» Items from a dataset:
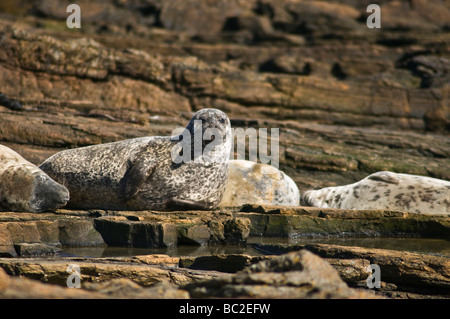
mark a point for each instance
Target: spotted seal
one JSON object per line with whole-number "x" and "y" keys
{"x": 386, "y": 190}
{"x": 258, "y": 184}
{"x": 25, "y": 187}
{"x": 157, "y": 172}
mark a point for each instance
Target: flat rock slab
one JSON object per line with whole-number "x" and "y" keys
{"x": 402, "y": 271}
{"x": 21, "y": 232}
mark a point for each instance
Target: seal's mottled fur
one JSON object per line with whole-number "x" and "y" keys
{"x": 139, "y": 173}
{"x": 386, "y": 190}
{"x": 258, "y": 184}
{"x": 24, "y": 187}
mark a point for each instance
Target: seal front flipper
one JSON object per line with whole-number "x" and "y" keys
{"x": 135, "y": 177}
{"x": 183, "y": 204}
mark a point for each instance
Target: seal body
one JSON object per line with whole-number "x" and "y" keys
{"x": 386, "y": 190}
{"x": 150, "y": 172}
{"x": 25, "y": 187}
{"x": 258, "y": 184}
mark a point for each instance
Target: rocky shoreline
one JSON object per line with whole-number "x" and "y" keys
{"x": 348, "y": 101}
{"x": 39, "y": 236}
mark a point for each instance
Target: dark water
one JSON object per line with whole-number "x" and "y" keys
{"x": 437, "y": 247}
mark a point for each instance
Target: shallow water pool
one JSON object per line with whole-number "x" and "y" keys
{"x": 255, "y": 246}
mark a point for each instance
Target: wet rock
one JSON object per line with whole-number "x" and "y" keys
{"x": 224, "y": 263}
{"x": 35, "y": 249}
{"x": 401, "y": 271}
{"x": 100, "y": 270}
{"x": 75, "y": 232}
{"x": 237, "y": 229}
{"x": 125, "y": 288}
{"x": 294, "y": 275}
{"x": 136, "y": 234}
{"x": 6, "y": 243}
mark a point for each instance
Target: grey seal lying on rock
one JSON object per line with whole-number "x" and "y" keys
{"x": 258, "y": 184}
{"x": 187, "y": 171}
{"x": 25, "y": 187}
{"x": 386, "y": 190}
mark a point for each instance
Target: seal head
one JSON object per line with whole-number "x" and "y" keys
{"x": 25, "y": 187}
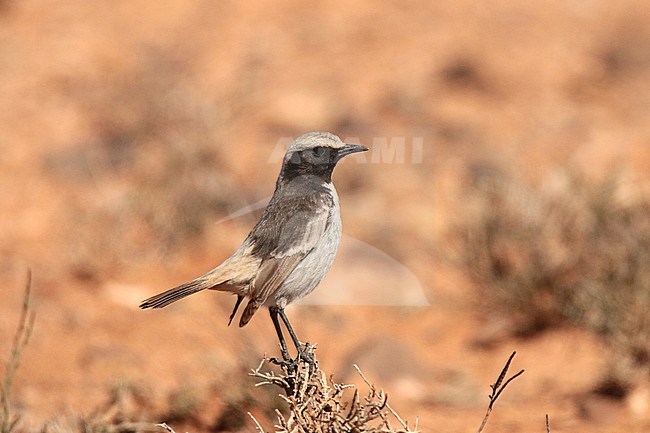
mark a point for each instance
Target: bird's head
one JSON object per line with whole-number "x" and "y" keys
{"x": 316, "y": 153}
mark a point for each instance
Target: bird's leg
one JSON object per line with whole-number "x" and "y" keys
{"x": 283, "y": 345}
{"x": 303, "y": 352}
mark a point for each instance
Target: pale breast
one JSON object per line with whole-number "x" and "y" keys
{"x": 313, "y": 268}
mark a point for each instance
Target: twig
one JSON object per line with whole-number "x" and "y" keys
{"x": 258, "y": 427}
{"x": 498, "y": 387}
{"x": 21, "y": 338}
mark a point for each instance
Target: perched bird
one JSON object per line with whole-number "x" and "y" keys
{"x": 292, "y": 246}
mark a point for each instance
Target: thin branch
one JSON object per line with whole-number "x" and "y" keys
{"x": 498, "y": 387}
{"x": 21, "y": 338}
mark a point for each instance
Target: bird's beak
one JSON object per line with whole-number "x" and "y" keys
{"x": 349, "y": 149}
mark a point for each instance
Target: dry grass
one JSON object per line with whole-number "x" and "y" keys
{"x": 316, "y": 403}
{"x": 8, "y": 419}
{"x": 319, "y": 404}
{"x": 571, "y": 251}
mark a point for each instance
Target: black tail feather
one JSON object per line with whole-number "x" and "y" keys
{"x": 172, "y": 295}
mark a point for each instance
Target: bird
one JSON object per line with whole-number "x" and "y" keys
{"x": 290, "y": 249}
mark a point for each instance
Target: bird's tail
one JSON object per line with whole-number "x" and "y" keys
{"x": 172, "y": 295}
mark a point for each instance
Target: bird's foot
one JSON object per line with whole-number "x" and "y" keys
{"x": 306, "y": 354}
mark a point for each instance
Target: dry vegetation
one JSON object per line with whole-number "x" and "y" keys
{"x": 572, "y": 250}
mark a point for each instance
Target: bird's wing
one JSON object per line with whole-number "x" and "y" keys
{"x": 289, "y": 230}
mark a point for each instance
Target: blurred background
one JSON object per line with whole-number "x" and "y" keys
{"x": 517, "y": 219}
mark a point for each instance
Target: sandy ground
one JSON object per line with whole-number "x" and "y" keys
{"x": 132, "y": 131}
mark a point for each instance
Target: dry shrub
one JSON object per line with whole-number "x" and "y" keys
{"x": 319, "y": 404}
{"x": 152, "y": 172}
{"x": 569, "y": 251}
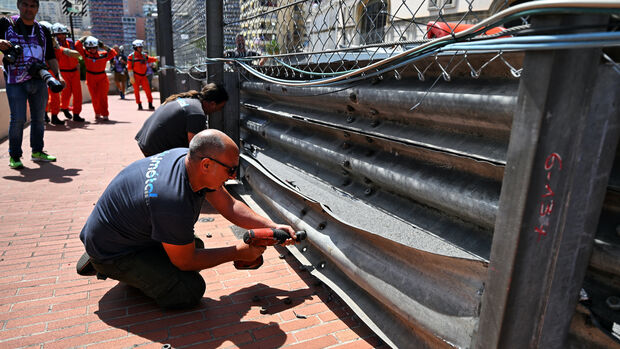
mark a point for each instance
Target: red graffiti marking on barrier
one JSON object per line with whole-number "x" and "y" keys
{"x": 547, "y": 202}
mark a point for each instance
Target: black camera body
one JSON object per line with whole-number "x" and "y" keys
{"x": 39, "y": 70}
{"x": 12, "y": 54}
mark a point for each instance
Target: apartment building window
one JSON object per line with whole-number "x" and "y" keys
{"x": 373, "y": 20}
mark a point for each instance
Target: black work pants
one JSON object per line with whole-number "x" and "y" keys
{"x": 151, "y": 272}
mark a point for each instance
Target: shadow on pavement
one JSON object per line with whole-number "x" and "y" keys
{"x": 211, "y": 323}
{"x": 46, "y": 170}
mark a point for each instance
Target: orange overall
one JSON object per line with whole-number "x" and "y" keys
{"x": 70, "y": 71}
{"x": 53, "y": 99}
{"x": 96, "y": 77}
{"x": 137, "y": 62}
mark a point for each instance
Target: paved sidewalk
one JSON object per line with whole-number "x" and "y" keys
{"x": 44, "y": 303}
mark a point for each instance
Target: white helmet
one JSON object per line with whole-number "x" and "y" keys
{"x": 59, "y": 28}
{"x": 137, "y": 43}
{"x": 91, "y": 41}
{"x": 47, "y": 25}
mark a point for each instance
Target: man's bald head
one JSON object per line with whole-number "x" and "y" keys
{"x": 211, "y": 143}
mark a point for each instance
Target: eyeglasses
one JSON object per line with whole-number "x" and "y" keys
{"x": 231, "y": 170}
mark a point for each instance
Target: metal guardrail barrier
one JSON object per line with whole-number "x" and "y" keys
{"x": 456, "y": 192}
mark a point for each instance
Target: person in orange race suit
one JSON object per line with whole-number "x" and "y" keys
{"x": 136, "y": 65}
{"x": 53, "y": 99}
{"x": 70, "y": 70}
{"x": 96, "y": 55}
{"x": 53, "y": 104}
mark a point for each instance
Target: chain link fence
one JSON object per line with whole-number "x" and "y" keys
{"x": 326, "y": 41}
{"x": 322, "y": 36}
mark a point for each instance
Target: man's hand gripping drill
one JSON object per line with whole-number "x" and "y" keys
{"x": 266, "y": 237}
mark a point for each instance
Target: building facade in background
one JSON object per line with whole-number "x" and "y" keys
{"x": 107, "y": 21}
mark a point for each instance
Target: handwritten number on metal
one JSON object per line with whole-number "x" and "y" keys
{"x": 553, "y": 162}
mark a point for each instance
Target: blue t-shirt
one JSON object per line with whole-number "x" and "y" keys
{"x": 147, "y": 203}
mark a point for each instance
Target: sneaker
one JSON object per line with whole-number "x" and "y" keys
{"x": 56, "y": 120}
{"x": 15, "y": 163}
{"x": 67, "y": 113}
{"x": 42, "y": 156}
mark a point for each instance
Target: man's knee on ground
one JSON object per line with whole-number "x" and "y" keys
{"x": 185, "y": 293}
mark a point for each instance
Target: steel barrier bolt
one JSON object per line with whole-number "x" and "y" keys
{"x": 613, "y": 302}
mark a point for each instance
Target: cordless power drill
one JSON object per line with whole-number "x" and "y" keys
{"x": 265, "y": 237}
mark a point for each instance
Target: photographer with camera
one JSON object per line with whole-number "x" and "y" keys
{"x": 27, "y": 46}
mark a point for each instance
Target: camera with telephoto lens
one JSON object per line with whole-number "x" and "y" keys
{"x": 39, "y": 70}
{"x": 12, "y": 53}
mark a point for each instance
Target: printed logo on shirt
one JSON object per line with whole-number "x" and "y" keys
{"x": 151, "y": 176}
{"x": 182, "y": 102}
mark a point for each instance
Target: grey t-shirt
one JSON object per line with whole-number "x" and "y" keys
{"x": 147, "y": 203}
{"x": 167, "y": 128}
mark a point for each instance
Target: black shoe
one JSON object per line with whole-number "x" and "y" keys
{"x": 67, "y": 114}
{"x": 56, "y": 120}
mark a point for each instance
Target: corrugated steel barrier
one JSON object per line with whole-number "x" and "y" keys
{"x": 400, "y": 205}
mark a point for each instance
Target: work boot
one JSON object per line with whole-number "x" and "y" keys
{"x": 67, "y": 113}
{"x": 56, "y": 120}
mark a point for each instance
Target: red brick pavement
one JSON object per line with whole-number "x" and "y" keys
{"x": 44, "y": 303}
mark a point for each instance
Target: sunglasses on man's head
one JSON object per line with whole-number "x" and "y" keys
{"x": 231, "y": 170}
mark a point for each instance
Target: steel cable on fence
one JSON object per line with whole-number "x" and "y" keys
{"x": 491, "y": 22}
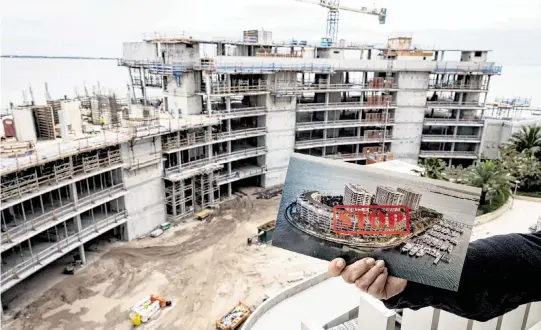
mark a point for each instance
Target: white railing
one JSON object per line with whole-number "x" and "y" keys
{"x": 173, "y": 144}
{"x": 454, "y": 120}
{"x": 38, "y": 223}
{"x": 61, "y": 247}
{"x": 249, "y": 152}
{"x": 453, "y": 104}
{"x": 342, "y": 140}
{"x": 343, "y": 105}
{"x": 19, "y": 187}
{"x": 450, "y": 137}
{"x": 343, "y": 123}
{"x": 439, "y": 153}
{"x": 455, "y": 85}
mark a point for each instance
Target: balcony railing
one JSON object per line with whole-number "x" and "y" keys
{"x": 453, "y": 104}
{"x": 448, "y": 154}
{"x": 457, "y": 85}
{"x": 37, "y": 224}
{"x": 346, "y": 157}
{"x": 472, "y": 138}
{"x": 342, "y": 140}
{"x": 221, "y": 158}
{"x": 261, "y": 86}
{"x": 300, "y": 87}
{"x": 342, "y": 123}
{"x": 302, "y": 107}
{"x": 19, "y": 187}
{"x": 240, "y": 112}
{"x": 60, "y": 248}
{"x": 173, "y": 144}
{"x": 454, "y": 121}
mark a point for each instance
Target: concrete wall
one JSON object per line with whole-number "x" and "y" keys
{"x": 498, "y": 131}
{"x": 409, "y": 115}
{"x": 145, "y": 201}
{"x": 139, "y": 51}
{"x": 280, "y": 139}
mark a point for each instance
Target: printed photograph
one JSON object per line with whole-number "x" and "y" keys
{"x": 420, "y": 227}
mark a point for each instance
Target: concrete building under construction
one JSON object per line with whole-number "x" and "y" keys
{"x": 76, "y": 169}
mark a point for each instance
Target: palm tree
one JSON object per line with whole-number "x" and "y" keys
{"x": 495, "y": 182}
{"x": 528, "y": 138}
{"x": 432, "y": 168}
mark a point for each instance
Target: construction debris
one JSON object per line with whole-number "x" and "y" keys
{"x": 234, "y": 318}
{"x": 269, "y": 193}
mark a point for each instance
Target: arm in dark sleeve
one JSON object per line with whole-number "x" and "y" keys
{"x": 500, "y": 273}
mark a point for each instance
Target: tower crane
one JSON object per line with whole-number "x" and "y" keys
{"x": 333, "y": 15}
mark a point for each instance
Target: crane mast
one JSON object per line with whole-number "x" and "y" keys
{"x": 333, "y": 16}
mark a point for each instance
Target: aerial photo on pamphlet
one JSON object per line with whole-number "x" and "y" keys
{"x": 420, "y": 227}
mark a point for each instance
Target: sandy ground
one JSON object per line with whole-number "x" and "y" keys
{"x": 204, "y": 268}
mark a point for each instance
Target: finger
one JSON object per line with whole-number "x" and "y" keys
{"x": 336, "y": 266}
{"x": 377, "y": 288}
{"x": 365, "y": 281}
{"x": 357, "y": 269}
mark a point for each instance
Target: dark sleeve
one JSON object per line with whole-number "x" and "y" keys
{"x": 500, "y": 273}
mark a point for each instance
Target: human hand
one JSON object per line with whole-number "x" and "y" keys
{"x": 369, "y": 276}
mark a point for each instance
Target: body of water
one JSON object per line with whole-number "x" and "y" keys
{"x": 329, "y": 178}
{"x": 65, "y": 76}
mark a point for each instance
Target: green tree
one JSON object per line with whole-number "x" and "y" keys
{"x": 433, "y": 168}
{"x": 524, "y": 166}
{"x": 456, "y": 174}
{"x": 495, "y": 182}
{"x": 528, "y": 138}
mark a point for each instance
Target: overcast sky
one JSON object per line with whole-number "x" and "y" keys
{"x": 98, "y": 27}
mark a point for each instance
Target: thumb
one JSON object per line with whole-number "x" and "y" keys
{"x": 336, "y": 266}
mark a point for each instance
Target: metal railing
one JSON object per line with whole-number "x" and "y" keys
{"x": 343, "y": 105}
{"x": 249, "y": 152}
{"x": 439, "y": 153}
{"x": 453, "y": 104}
{"x": 360, "y": 155}
{"x": 18, "y": 187}
{"x": 342, "y": 140}
{"x": 38, "y": 223}
{"x": 344, "y": 123}
{"x": 457, "y": 85}
{"x": 60, "y": 247}
{"x": 240, "y": 174}
{"x": 454, "y": 120}
{"x": 261, "y": 86}
{"x": 173, "y": 144}
{"x": 286, "y": 87}
{"x": 427, "y": 137}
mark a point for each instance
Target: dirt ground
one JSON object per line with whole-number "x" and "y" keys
{"x": 204, "y": 268}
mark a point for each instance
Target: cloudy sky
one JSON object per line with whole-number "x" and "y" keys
{"x": 98, "y": 27}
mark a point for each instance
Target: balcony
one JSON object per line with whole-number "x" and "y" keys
{"x": 287, "y": 88}
{"x": 33, "y": 225}
{"x": 241, "y": 173}
{"x": 448, "y": 154}
{"x": 451, "y": 138}
{"x": 240, "y": 112}
{"x": 444, "y": 104}
{"x": 212, "y": 164}
{"x": 311, "y": 125}
{"x": 339, "y": 141}
{"x": 38, "y": 260}
{"x": 309, "y": 107}
{"x": 474, "y": 121}
{"x": 23, "y": 188}
{"x": 175, "y": 145}
{"x": 458, "y": 87}
{"x": 347, "y": 157}
{"x": 243, "y": 87}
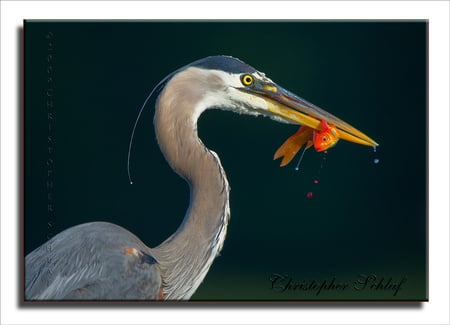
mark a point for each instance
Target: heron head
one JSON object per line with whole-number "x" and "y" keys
{"x": 232, "y": 84}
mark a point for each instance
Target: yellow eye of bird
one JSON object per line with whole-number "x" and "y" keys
{"x": 247, "y": 80}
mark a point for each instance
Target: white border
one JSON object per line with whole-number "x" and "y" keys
{"x": 433, "y": 312}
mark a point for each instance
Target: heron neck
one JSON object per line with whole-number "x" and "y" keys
{"x": 186, "y": 256}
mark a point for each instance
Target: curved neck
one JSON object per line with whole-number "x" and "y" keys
{"x": 186, "y": 256}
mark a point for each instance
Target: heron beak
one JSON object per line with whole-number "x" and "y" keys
{"x": 290, "y": 107}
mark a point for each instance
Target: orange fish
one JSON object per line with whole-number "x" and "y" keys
{"x": 322, "y": 140}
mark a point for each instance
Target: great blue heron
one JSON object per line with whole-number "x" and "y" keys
{"x": 103, "y": 261}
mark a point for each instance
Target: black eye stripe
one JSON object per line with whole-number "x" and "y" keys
{"x": 247, "y": 80}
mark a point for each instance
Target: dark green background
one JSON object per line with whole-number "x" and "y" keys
{"x": 364, "y": 218}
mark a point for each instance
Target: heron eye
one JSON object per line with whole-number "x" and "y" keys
{"x": 247, "y": 80}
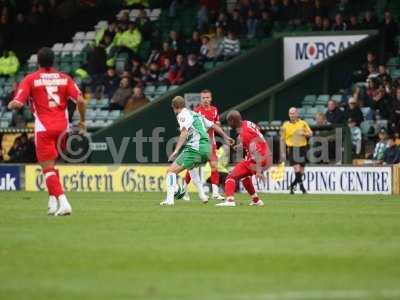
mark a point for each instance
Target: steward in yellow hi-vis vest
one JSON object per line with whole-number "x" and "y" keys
{"x": 294, "y": 137}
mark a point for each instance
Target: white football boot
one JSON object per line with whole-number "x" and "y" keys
{"x": 186, "y": 197}
{"x": 52, "y": 205}
{"x": 227, "y": 203}
{"x": 167, "y": 203}
{"x": 65, "y": 208}
{"x": 258, "y": 203}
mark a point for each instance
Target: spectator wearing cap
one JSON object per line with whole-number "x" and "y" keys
{"x": 356, "y": 136}
{"x": 354, "y": 112}
{"x": 380, "y": 146}
{"x": 392, "y": 153}
{"x": 334, "y": 115}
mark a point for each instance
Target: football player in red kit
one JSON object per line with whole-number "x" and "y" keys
{"x": 210, "y": 112}
{"x": 48, "y": 91}
{"x": 258, "y": 158}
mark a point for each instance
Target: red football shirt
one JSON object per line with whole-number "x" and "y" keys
{"x": 211, "y": 114}
{"x": 48, "y": 91}
{"x": 251, "y": 137}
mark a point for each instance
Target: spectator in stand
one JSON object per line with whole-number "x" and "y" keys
{"x": 353, "y": 24}
{"x": 164, "y": 71}
{"x": 354, "y": 112}
{"x": 326, "y": 24}
{"x": 391, "y": 155}
{"x": 334, "y": 115}
{"x": 230, "y": 47}
{"x": 154, "y": 74}
{"x": 144, "y": 25}
{"x": 287, "y": 12}
{"x": 356, "y": 136}
{"x": 16, "y": 151}
{"x": 380, "y": 104}
{"x": 395, "y": 113}
{"x": 251, "y": 24}
{"x": 275, "y": 9}
{"x": 390, "y": 30}
{"x": 137, "y": 100}
{"x": 383, "y": 73}
{"x": 131, "y": 39}
{"x": 265, "y": 25}
{"x": 175, "y": 72}
{"x": 111, "y": 82}
{"x": 236, "y": 24}
{"x": 1, "y": 148}
{"x": 202, "y": 18}
{"x": 192, "y": 68}
{"x": 340, "y": 24}
{"x": 205, "y": 48}
{"x": 121, "y": 95}
{"x": 194, "y": 44}
{"x": 380, "y": 146}
{"x": 222, "y": 21}
{"x": 317, "y": 26}
{"x": 216, "y": 42}
{"x": 369, "y": 21}
{"x": 166, "y": 53}
{"x": 175, "y": 42}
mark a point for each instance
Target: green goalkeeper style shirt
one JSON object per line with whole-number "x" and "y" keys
{"x": 196, "y": 126}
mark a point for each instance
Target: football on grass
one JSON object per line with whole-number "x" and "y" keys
{"x": 180, "y": 192}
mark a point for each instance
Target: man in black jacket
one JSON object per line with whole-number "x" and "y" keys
{"x": 334, "y": 115}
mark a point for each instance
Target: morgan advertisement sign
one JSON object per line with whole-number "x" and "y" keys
{"x": 301, "y": 53}
{"x": 334, "y": 180}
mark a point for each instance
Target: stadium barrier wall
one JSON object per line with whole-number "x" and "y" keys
{"x": 144, "y": 178}
{"x": 326, "y": 77}
{"x": 10, "y": 178}
{"x": 231, "y": 83}
{"x": 396, "y": 179}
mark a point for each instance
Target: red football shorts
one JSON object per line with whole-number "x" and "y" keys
{"x": 213, "y": 154}
{"x": 248, "y": 167}
{"x": 49, "y": 143}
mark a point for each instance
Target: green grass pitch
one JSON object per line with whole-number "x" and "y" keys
{"x": 125, "y": 246}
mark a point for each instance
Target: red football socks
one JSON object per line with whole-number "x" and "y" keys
{"x": 53, "y": 182}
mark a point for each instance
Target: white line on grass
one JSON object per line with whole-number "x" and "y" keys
{"x": 321, "y": 295}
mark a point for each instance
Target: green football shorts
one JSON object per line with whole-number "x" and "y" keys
{"x": 190, "y": 158}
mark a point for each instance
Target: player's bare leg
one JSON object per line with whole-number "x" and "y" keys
{"x": 215, "y": 181}
{"x": 186, "y": 182}
{"x": 58, "y": 202}
{"x": 248, "y": 185}
{"x": 170, "y": 180}
{"x": 195, "y": 176}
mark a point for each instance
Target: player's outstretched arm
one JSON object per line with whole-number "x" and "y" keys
{"x": 81, "y": 106}
{"x": 14, "y": 104}
{"x": 181, "y": 141}
{"x": 222, "y": 133}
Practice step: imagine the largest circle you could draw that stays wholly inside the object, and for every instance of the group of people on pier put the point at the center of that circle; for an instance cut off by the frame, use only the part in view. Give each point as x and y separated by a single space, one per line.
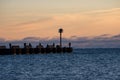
28 49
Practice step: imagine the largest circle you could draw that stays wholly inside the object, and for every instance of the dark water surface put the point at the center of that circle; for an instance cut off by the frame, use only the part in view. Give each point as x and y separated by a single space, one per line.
82 64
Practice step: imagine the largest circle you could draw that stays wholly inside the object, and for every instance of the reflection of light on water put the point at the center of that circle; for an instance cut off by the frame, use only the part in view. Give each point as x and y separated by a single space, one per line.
81 64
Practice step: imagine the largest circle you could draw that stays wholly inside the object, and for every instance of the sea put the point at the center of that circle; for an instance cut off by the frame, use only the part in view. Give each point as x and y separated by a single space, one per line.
81 64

» Set exercise:
From the line containing "of the dark" down to the final line of the data, write out every line exactly; both the first and last of these belong in your answer, and nothing else does.

» Task result:
Practice step: imagine the largest circle you could draw that stays wholly inside the object, and for every instance of the dark water surface put the point at the center of that circle; for an instance cut off by the frame, use only the part in view. Give each point as x and y separated by a single space, one per line.
82 64
Practice step: imagine the largest circle you could draw that stays wholly inside the object, and for every instance of the reflection of light on water put the point at the center of that circle; for an instance cut off by the frame, use only the part in view. Give each point as x and y separated by a single space, one per line.
81 64
Practice step: imagine the largest circle you could draw that stays wholly inside the object, and for every instance of the sea put the point at the center of that circle; for an instance cut off by the frame, use only the part in view. Give each point as x and y separated by a single space, one per line.
81 64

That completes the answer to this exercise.